▶ Excerpt provided
-- -- --

The CUDA SDK contains about 80 complete working CUDA codes, just about all of which contain working examples of reading and writing global memory in device code. Maybe you could look at those for some hints.

The problem is that you try to pass device pointers host functions, which does not work:

__device__ float* d_Population2;

cudaMallocPitch(&d_Population2, &pitch, NBDIM * sizeof(float), NBPOP);

cudaMemcpy2D(d_Population2, pitch, &h_Population[0], NBDIM * sizeof(float) , NBDIM * sizeof(float), NBPOP, cudaMemcpyHostToDevice);

TestKernel2<<<dimGrid, dimBlocs>>>(NBPOP,pitch/sizeof(float));

[font=“Courier New”]d_Population2[/font] is a device variable, but a host variable is expected here.

Apparently in your case [font=“Courier New”]&d_Population2[/font] (the address of [font=“Courier New”]d_Population2[/font] on the device) by pure chance on the host also seems to be an address that you have write permission to, so that you don’t get an error message, however the pointer still ends up on the host instead of the device. So you need to create a host variable and then transfer it to the device:

float *h_Population2;

__device__ float* d_Population2;

cudaMallocPitch(&h_Population2, &pitch, NBDIM * sizeof(float), NBPOP);

cudaMemcpy2D(h_Population2, pitch, &h_Population[0], NBDIM * sizeof(float) , NBDIM * sizeof(float), NBPOP, cudaMemcpyHostToDevice);

cudaMemcopyToSymbol("d_Population2", &h_Population2, sizeof(d_Population2, 0, cudaMemcpyHostToDevice);

TestKernel2<<<dimGrid, dimBlocs>>>(NBPOP,pitch/sizeof(float));

Note when you have pointers, there are (at least) three ways to distribute them between host and device memory:

[list=1]

[*]both pointer and memory pointed to on the host.

[*]pointer on the host, memory pointed to on the device.

[*]both pointer and memory pointed to on the device.

[font=“Courier New”]malloc()[/font] gives you pointers of the first type (since it does not know anything about CUDA).

[font=“Courier New”]cudaMalloc()[/font] gives you pointers of the second type (by writing into the pointer to pointer you give as first argument).

Kernels work with pointers of the third type. So you need to transfer the pointer itself from the host to the device. One way to achieve that is giving it as an argument to the kernel, and the runtime library will take care of the host->device copy of the pointer.

-- -- --

▶ Data extract
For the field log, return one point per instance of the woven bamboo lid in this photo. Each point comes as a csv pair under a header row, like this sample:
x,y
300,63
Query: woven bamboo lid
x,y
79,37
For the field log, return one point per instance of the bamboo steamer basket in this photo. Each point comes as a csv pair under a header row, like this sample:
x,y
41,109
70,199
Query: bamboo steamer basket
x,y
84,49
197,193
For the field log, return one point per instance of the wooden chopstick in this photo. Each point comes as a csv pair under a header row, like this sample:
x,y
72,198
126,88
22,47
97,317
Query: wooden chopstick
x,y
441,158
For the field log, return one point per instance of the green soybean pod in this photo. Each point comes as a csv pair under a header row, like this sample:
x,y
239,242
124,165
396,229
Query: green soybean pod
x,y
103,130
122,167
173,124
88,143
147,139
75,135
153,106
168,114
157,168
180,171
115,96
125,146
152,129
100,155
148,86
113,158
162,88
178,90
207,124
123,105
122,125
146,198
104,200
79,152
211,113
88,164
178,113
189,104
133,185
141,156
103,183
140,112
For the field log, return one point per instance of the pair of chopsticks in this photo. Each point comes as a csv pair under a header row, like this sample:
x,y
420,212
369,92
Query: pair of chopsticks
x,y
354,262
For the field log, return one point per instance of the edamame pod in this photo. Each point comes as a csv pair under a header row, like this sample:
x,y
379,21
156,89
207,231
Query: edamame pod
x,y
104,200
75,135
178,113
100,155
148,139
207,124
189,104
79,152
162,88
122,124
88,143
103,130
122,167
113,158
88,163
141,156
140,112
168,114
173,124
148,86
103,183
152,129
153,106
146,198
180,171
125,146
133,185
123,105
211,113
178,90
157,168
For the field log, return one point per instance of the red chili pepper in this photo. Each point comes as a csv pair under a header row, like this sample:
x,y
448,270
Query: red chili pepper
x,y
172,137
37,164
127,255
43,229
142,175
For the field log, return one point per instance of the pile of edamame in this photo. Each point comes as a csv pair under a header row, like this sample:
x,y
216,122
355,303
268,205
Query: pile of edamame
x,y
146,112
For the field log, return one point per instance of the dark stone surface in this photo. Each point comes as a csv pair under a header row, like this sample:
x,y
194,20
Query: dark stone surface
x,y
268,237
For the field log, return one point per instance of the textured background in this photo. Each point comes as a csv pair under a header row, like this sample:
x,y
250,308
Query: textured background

-- -- --

▶ What you should do
Please copy the CUDA pointer excerpt from "The problem is" to "is expected here.", switching "NBPOP" to "NBROWS" wherever it occurs.

▶ Finished exercise
The problem is that you try to pass device pointers host functions, which does not work:

__device__ float* d_Population2;

cudaMallocPitch(&d_Population2, &pitch, NBDIM * sizeof(float), NBROWS);

cudaMemcpy2D(d_Population2, pitch, &h_Population[0], NBDIM * sizeof(float) , NBDIM * sizeof(float), NBROWS, cudaMemcpyHostToDevice);

TestKernel2<<<dimGrid, dimBlocs>>>(NBROWS,pitch/sizeof(float));

[font=“Courier New”]d_Population2[/font] is a device variable, but a host variable is expected here.